:: Supplied entries ::

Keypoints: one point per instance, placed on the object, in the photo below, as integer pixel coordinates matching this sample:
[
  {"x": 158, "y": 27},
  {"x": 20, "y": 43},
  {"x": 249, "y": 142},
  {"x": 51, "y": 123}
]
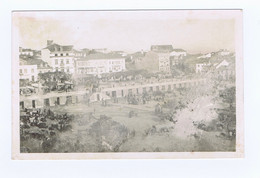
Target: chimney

:::

An exact, word-for-word copy of the records is expected, with no pictures in it.

Keypoints: one point per instance, placed on the object, in the photo below, as integer pixel coordinates matching this sample:
[
  {"x": 158, "y": 27},
  {"x": 20, "y": 43},
  {"x": 249, "y": 142},
  {"x": 51, "y": 123}
]
Target: chimney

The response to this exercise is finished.